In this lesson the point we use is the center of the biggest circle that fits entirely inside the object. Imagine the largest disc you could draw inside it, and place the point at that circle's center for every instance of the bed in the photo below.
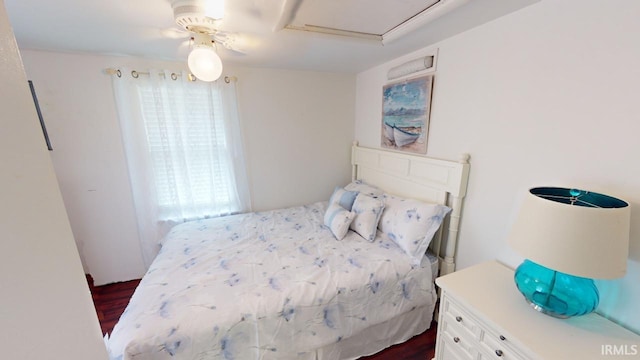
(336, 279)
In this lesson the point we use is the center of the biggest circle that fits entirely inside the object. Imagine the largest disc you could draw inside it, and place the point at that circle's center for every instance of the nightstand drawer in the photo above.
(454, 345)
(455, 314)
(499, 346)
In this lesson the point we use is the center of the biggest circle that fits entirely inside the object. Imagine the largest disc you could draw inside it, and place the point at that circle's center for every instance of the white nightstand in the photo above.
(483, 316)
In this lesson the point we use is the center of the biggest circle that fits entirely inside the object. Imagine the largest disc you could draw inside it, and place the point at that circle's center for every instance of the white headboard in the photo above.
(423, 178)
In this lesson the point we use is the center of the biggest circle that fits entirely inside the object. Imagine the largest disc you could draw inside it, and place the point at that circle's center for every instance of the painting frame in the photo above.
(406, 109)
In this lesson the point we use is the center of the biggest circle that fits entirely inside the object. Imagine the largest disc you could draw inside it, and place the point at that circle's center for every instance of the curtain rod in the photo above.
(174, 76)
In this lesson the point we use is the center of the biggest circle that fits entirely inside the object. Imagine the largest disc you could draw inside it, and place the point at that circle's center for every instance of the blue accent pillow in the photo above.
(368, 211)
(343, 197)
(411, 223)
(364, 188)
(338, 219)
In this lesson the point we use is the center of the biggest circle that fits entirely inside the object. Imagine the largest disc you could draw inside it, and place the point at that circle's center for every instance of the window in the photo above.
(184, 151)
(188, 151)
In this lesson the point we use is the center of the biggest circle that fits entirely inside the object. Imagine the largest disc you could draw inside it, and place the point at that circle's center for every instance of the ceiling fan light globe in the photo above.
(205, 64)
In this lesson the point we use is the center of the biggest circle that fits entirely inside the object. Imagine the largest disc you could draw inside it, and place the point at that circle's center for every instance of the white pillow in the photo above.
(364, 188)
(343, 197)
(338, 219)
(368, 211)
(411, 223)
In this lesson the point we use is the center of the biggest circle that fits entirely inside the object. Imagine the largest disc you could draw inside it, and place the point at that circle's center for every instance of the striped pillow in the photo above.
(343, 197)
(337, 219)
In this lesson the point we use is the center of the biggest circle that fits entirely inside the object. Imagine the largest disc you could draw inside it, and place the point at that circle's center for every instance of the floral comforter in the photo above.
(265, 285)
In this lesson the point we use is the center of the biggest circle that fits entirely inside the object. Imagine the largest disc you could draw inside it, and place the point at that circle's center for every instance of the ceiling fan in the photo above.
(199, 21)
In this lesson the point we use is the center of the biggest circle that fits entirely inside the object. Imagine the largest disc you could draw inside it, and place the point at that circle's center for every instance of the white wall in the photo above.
========
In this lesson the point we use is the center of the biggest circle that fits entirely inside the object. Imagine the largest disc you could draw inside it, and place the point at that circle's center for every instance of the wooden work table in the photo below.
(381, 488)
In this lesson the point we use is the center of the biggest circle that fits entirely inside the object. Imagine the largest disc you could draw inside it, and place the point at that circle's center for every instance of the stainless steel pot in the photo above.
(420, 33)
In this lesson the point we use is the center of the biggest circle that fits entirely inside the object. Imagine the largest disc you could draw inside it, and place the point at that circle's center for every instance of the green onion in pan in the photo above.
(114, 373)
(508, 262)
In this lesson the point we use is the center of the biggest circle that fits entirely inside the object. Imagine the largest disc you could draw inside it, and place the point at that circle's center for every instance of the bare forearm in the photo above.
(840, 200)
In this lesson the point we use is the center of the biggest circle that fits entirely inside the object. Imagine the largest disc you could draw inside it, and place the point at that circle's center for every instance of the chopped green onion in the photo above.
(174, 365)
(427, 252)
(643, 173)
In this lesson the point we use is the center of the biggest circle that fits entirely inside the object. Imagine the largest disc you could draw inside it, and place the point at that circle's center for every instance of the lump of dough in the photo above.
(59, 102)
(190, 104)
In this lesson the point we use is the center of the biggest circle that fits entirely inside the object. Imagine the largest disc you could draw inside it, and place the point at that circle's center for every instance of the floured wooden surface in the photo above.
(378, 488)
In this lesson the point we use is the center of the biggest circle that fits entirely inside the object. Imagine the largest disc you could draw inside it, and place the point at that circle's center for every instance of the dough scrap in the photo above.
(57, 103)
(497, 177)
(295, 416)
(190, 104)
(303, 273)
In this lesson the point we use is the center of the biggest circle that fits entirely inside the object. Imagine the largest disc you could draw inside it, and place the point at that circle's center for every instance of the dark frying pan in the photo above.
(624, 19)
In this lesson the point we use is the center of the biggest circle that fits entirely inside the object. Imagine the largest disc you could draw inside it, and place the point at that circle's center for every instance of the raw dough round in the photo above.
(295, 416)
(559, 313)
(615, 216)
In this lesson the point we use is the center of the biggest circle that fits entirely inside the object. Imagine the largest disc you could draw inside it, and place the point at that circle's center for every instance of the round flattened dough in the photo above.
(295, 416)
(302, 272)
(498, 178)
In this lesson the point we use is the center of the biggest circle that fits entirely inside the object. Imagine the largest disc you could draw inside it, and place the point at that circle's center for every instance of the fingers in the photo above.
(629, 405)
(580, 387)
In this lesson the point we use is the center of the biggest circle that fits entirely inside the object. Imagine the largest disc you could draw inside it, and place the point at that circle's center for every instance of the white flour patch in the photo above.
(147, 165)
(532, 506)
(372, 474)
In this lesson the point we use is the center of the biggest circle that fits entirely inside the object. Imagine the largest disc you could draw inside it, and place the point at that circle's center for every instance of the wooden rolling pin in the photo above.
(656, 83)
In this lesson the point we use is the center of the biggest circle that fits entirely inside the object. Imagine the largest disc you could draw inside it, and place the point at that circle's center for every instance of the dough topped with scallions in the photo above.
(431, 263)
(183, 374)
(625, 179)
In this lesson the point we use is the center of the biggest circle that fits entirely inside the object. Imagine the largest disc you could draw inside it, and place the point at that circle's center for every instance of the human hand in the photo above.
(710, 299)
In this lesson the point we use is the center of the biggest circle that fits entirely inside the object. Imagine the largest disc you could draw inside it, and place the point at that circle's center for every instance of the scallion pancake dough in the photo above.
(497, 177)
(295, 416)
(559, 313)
========
In the entries above, one line contains "striped pillow in the photo above." and another contains "wall in the photo above.". Reproduce exactly those two lines and the lines between them, nothing else.

→ **Reply**:
In this lesson the point we use is the center of the biggest circle that fits entirely inside the object. Imagine the largest disc you could draw inside it, and place the point at that circle's center for every instance of the striped pillow in the photo above.
(343, 197)
(337, 219)
In this lesson the point we use is the center of the biggest circle that fits entirely inside the object. Imagine the largest disc you could draw inside it, and place the point at that circle's center for every instance of the floral comforter in the photo above.
(265, 285)
In this lesson the point we use is the center of the biggest circle that fits entirely inside the object. Imagine the largest disc you could draw inside it, and place the point at that circle's center for every instance of the ceiling fan in the photo above.
(199, 21)
In this lesson the point we use is the center of the biggest circle that fits entirely inside the object. Imagine the largest disc you could draw inside it, and place the point at that circle's center for every instance of the white wall in the photo above.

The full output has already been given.